_TASK:_ Please return the listing exactly, line for line.

....................

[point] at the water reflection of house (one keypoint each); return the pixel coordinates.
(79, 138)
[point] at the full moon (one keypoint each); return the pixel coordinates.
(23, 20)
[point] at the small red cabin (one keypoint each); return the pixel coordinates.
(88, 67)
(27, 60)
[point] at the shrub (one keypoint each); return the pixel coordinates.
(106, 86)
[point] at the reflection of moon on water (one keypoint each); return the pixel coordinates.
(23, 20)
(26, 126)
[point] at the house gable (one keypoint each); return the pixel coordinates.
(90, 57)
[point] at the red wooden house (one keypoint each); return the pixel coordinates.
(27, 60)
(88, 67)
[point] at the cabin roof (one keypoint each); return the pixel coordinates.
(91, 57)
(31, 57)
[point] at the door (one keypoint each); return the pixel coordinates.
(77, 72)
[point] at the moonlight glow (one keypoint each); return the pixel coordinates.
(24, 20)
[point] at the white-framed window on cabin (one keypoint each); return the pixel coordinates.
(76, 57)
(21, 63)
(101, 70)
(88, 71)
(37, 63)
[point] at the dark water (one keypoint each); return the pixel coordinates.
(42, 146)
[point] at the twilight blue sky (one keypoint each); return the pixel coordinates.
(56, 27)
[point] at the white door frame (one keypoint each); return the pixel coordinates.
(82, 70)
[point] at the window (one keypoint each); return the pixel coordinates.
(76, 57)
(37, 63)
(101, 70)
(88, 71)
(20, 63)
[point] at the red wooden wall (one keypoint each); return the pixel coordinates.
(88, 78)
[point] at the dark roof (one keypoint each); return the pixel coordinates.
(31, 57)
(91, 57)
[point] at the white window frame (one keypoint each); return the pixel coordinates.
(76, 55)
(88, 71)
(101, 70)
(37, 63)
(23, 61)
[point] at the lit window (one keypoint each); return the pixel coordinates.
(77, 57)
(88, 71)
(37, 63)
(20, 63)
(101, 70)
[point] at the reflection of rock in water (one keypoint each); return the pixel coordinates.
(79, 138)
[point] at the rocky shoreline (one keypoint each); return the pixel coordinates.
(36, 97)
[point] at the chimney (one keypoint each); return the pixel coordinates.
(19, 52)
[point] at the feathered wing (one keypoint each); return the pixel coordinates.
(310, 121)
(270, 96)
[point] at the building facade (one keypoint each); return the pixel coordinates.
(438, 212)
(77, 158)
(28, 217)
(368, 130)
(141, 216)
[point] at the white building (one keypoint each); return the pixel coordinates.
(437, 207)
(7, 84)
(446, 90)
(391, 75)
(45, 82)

....................

_COMPLETED EXERCISE:_
[point] at the water reflection of house (one keypoint each); return the pixel coordinates.
(79, 138)
[point] at the full moon (one keypoint each); return the pixel coordinates.
(23, 20)
[point] at the small red cabin (one keypoint each); return the pixel coordinates.
(88, 67)
(27, 60)
[point] at the shrub (one keypoint each); return the pixel coordinates.
(106, 86)
[point] at the reflection of moon on water (one keypoint each); return the pixel coordinates.
(23, 20)
(26, 126)
[point] at the house gable (one keypoint each); return the pixel coordinates.
(90, 57)
[point] at the red wooden house (one keypoint each); return the pixel coordinates.
(27, 60)
(88, 67)
[point] at the cabin roof (one keypoint each); return the pixel coordinates.
(91, 57)
(31, 57)
[point] at the door (one keypoint each); return the pixel coordinates.
(77, 72)
[point] at the moonlight glow (one keypoint each); return the pixel coordinates.
(24, 20)
[point] at the white-framed window on cabin (one keypoint each); return the pixel coordinates.
(76, 57)
(21, 63)
(101, 70)
(88, 71)
(37, 63)
[point] at the dark water (one keypoint each); return the pixel coordinates.
(42, 146)
[point] at the twilight blue sky (one keypoint each); return the pixel coordinates.
(56, 27)
[point] at the white door frame (one keypoint each); return the pixel coordinates.
(82, 70)
[point] at the window (one keypoint each); return the pixel coordinates.
(76, 57)
(37, 63)
(101, 70)
(88, 71)
(20, 63)
[point] at the red wooden wall (one keypoint each); return the pixel coordinates.
(88, 78)
[point] at the dark roof (one keypoint each); return the pixel coordinates.
(31, 57)
(91, 57)
[point] at the white window frame (one keypoint each); return the pixel coordinates.
(76, 55)
(88, 71)
(101, 70)
(37, 63)
(23, 61)
[point] at the lit window (one keypoint each); return the pixel coordinates.
(77, 57)
(88, 71)
(37, 63)
(20, 63)
(101, 70)
[point] at the reflection of rock in water (one keypoint each); return the pixel coordinates.
(79, 138)
[point] at the rocky shoreline (one keypoint each); return the pixel coordinates.
(36, 97)
[point] at the chimney (one keypoint each); return the pixel coordinates.
(19, 52)
[point] at the feathered wing (one keypoint each); return the pixel coordinates.
(310, 121)
(270, 96)
[point] at the building facade (one keypoint each); return the pixel coordinates.
(438, 212)
(77, 158)
(28, 217)
(368, 130)
(141, 216)
[point] at the white building (one keypoint each); return the pixel coordinates.
(437, 207)
(7, 84)
(446, 90)
(391, 75)
(45, 82)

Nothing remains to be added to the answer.